The 30 Best Action Scenes in Movie History



10. Oldboy: the hallway

oldboy pic

The most integral element of a fight scene is meant to be invisible: visual coherence. The scene needs to make sense to our eyes. This is a partnership between the director of photography and the editor, as guided by the director. If it is overly handheld, or cuts too often, or breaks the 180 line for no reason, no matter how well choreographed it is, it risks being inscrutable.

That is what makes Chan-wook Park’s hallway fight, in which the protagonist needs to take out over a dozen men in the length of a slim hallway with only a hammer and his fists, so great. It is famous for its long take, which lasts nearly 3 minutes and depicts the entire confrontation. It is a feat of choreography and a functional (yet difficult to pull of) choice to do it in one shot.

| Required actions |
- A) Please duplicate the passage of the movie action scenes article starting with "The 30 Best" and going on through "in one shot.".
- B) Finish out the next part of the movie action scenes article, picking up after its last sentence.

Image location labeling entries:
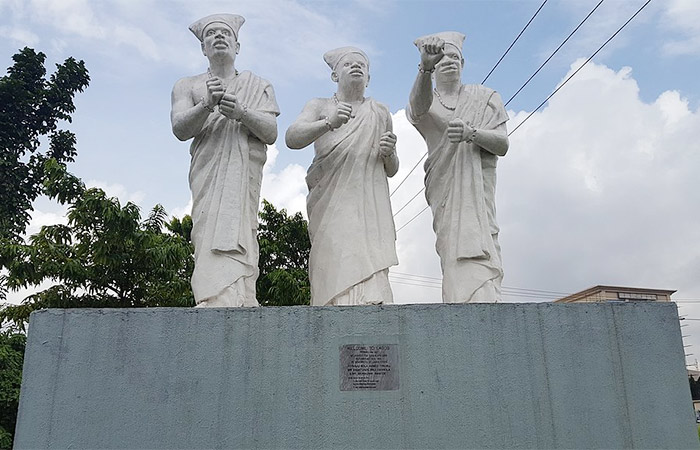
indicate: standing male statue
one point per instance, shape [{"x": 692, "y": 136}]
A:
[
  {"x": 350, "y": 221},
  {"x": 464, "y": 127},
  {"x": 231, "y": 116}
]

| Answers to the tasks |
- A)
The 30 Best Action Scenes in Movie History



10. Oldboy: the hallway

oldboy pic

The most integral element of a fight scene is meant to be invisible: visual coherence. The scene needs to make sense to our eyes. This is a partnership between the director of photography and the editor, as guided by the director. If it is overly handheld, or cuts too often, or breaks the 180 line for no reason, no matter how well choreographed it is, it risks being inscrutable.

That is what makes Chan-wook Park’s hallway fight, in which the protagonist needs to take out over a dozen men in the length of a slim hallway with only a hammer and his fists, so great. It is famous for its long take, which lasts nearly 3 minutes and depicts the entire confrontation. It is a feat of choreography and a functional (yet difficult to pull of) choice to do it in one shot.

- B)
9. Captain America: The Winter Soldier: Elevator Attack

Captain America The Winter Soldier Elevator Attack

By and large, the Marvel films that have taken over the multiplex have been well liked among both fans and critics. There is something to be said that, of all the robots and aliens and urban destruction, the most impressive action scene in any of them takes place in a one small, cramped box.

At this point in the story, the eponymous hero knows too much, and secret forces inside the government want him taken out. The problem is, he’s Captain America. The solution? A sneak attack by 9 armed soldiers in an elevator. They enter a few at a time, at different floors so as to not arouse his suspicion.

The Russo brothers spend half the length of the 3 minute sequence studying the superhero as he slowly realizes what’s about to happen. He is outnumbered, outmaneuvered, and cornered. The directing here is key, and understands one great secret of a killer fight scene: make the audience beg for it. And when the claustrophobic brawl does come, it delivers.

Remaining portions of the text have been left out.